Exercise details:
Restate all the data word for word and omit the pictures.

Supplied data:

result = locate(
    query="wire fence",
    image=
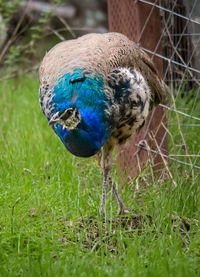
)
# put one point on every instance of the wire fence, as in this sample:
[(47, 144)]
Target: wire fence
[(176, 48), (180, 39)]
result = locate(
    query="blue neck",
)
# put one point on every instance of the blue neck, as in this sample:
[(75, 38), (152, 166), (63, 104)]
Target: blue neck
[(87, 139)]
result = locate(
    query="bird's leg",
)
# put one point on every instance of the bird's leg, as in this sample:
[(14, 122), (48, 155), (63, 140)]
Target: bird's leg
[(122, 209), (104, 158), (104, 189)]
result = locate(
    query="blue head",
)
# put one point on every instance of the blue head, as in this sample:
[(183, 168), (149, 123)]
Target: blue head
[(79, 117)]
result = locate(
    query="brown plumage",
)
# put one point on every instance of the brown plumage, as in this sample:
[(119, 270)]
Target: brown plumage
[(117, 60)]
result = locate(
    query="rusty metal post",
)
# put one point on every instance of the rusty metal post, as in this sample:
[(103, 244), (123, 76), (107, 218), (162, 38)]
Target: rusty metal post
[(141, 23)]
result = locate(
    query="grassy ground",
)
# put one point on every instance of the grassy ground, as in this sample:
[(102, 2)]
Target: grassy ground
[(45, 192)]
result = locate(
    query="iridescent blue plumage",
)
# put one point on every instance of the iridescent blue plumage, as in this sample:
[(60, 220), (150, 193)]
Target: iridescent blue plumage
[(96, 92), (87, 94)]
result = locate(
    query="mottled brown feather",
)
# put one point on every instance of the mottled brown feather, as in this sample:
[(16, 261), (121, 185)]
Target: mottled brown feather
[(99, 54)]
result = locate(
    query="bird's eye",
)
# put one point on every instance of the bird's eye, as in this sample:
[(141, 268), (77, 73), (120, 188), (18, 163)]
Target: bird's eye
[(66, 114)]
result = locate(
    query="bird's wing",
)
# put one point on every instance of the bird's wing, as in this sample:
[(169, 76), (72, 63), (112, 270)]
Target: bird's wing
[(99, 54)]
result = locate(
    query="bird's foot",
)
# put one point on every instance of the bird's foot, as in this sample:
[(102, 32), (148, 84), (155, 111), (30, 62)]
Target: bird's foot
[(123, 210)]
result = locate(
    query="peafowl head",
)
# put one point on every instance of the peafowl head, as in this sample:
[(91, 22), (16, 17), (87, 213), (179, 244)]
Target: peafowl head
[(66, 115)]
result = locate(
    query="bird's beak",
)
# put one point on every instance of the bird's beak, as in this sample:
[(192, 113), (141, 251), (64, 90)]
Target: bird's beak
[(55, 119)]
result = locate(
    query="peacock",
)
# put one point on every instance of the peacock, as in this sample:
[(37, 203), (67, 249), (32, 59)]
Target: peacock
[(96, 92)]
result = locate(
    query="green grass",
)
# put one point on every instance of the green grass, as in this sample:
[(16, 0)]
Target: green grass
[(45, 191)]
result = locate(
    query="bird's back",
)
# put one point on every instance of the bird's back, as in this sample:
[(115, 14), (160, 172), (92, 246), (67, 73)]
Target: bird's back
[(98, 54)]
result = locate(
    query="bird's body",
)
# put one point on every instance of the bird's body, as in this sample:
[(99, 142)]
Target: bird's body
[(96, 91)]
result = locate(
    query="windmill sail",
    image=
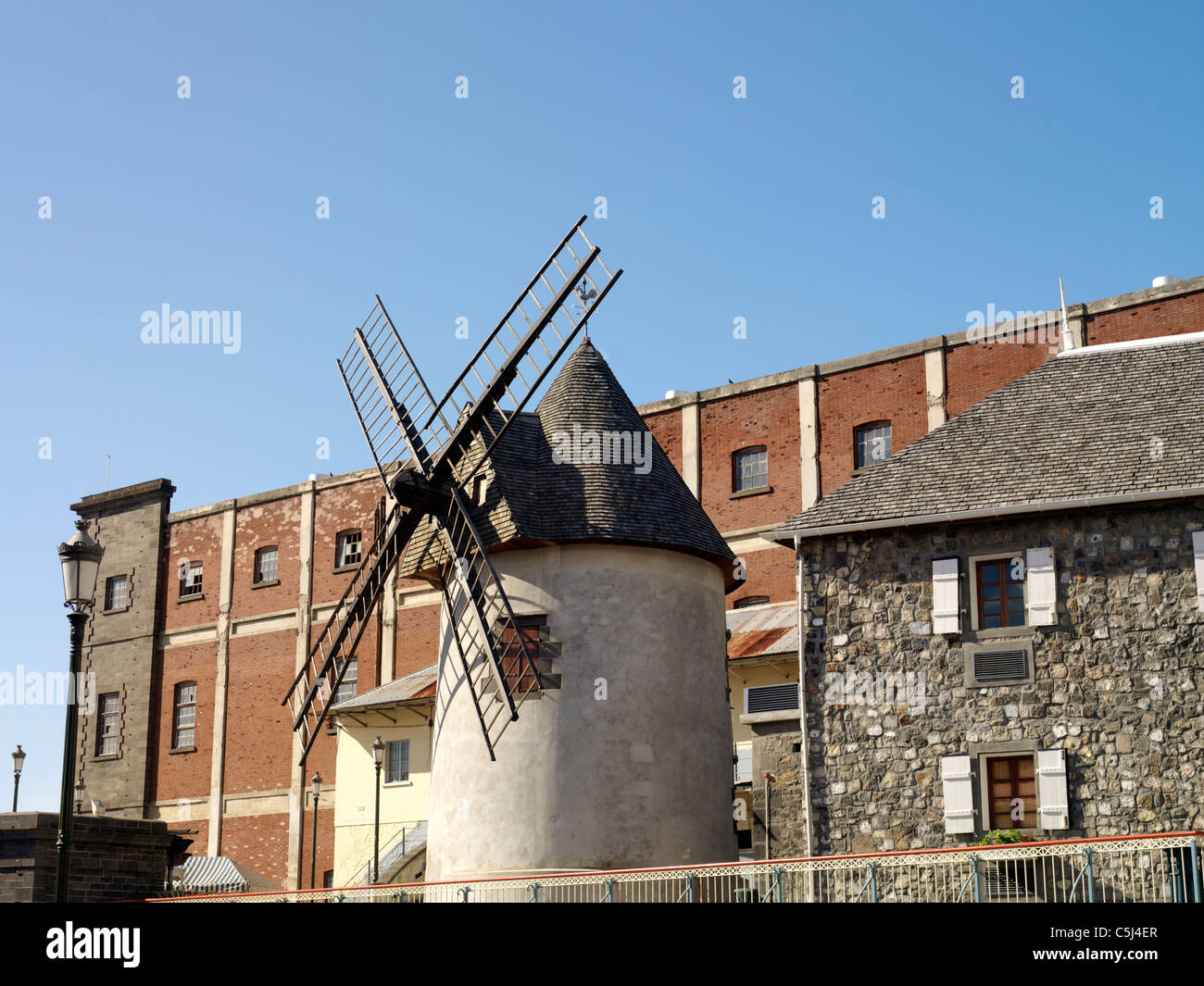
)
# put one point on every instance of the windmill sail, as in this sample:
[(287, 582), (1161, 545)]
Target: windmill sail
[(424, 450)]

Written answer:
result = locate(
    query="wire fence",
    image=
)
# put one point on every instance of the wire fence, as in this sample:
[(47, 144)]
Target: wire fence
[(176, 48), (180, 39)]
result = locate(
    query="blue neck",
)
# put one point on every instance of the blue neck, as in this sample:
[(75, 38), (152, 166), (63, 104)]
Target: blue neck
[(87, 139)]
result = locate(
    query="bird's leg",
)
# put one point on every instance of the bird's leg, as in this sample:
[(14, 122), (48, 155), (63, 140)]
Target: bird's leg
[(122, 209), (104, 158), (104, 189)]
result = locate(
    query="blue head",
)
# put one point on every instance of the blue head, as in this sample:
[(183, 168), (149, 123)]
Target: blue head
[(79, 117)]
result = locate(
    query="brown plumage",
)
# put one point on every instance of the brown plumage, as in this sample:
[(119, 270)]
Target: brown plumage
[(117, 60)]
result = locate(
    query="rusty metal post",
)
# put one point on every instance of the rusty metal post, as in this sample:
[(103, 244), (123, 76), (107, 218), (162, 38)]
Target: rusty metal post
[(141, 23)]
result = locate(
    query="grassy ground",
)
# put one point on every instance of the grassy ground, as in this sample:
[(102, 2)]
Target: grassy ground
[(45, 192)]
result = locate(
    query="iridescent blue plumage",
)
# put one point on every instance of the iridescent blue plumage, as in this sample:
[(60, 220), (150, 193)]
Target: iridescent blue plumage
[(96, 92), (87, 94)]
result = locate(
    query="mottled brown feather",
)
# put one point on every instance of the mottled brown feather, as in this sample:
[(16, 261), (121, 185)]
Target: mottled brown feather
[(99, 54)]
result = locate(
    query="bird's eye",
)
# put one point on every instance of the bird's eye, as in this sample:
[(141, 268), (77, 73), (120, 188), (18, 163)]
Target: bird's eye
[(66, 114)]
result = locate(
    query="bird's wing",
)
# put one point on every instance of the bird's wing, as in this sample:
[(169, 76), (72, 63), (112, 270)]
Target: bird's wing
[(99, 54)]
result = locate(
    query="bird's foot",
)
# put one point on every instance of the bird's foot, as in this sample:
[(102, 32), (148, 84), (155, 111), (30, 62)]
Target: bird's foot
[(123, 210)]
result = locate(
    query="peafowl head",
)
# put one point on every instance of the peafowl head, as in this sample:
[(91, 22), (16, 17), (87, 213), (179, 244)]
Target: peafowl head
[(66, 115)]
result = locate(
    query="bird's beak",
)
# put one point on every instance of the bird's beak, as in this sample:
[(192, 113), (141, 251), (64, 90)]
Target: bird's beak
[(55, 119)]
result = locate(
    query="peacock",
)
# put one point on every instance of the peacock, as in this sample:
[(37, 203), (67, 249), (32, 59)]
Target: peacock
[(96, 92)]
result = locate(
    query="green grass",
)
# put one point on every instance of the green grass, as in this sample:
[(16, 0)]
Target: green grass
[(45, 191)]
result = locate(
    query="bird's back",
)
# put one point on every instance of the bird's back, as in this sample:
[(115, 14), (160, 172), (92, 246), (67, 73)]
Target: bird's back
[(98, 54)]
result = locate(
    query="bird's body",
)
# put one point on every instance of the bird's body, as in this sample:
[(99, 142)]
Target: bird's body
[(96, 91)]
result = locate(
    query="windmill sail",
    image=
)
# put one point on every instance of the windmill sail, as in this sample:
[(287, 582), (1161, 545)]
Target: windmill sail
[(424, 450)]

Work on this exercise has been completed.